## Begin WORKING DATA
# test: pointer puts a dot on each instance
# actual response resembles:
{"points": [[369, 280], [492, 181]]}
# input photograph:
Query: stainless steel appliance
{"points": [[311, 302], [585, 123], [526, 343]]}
## End WORKING DATA
Pull out every line of the listing above and reproduce it without any changes.

# test: pointer puts a dot on each instance
# actual response resembles:
{"points": [[369, 280], [492, 181]]}
# input photograph:
Query: stainless steel appliance
{"points": [[311, 302], [585, 123], [526, 343]]}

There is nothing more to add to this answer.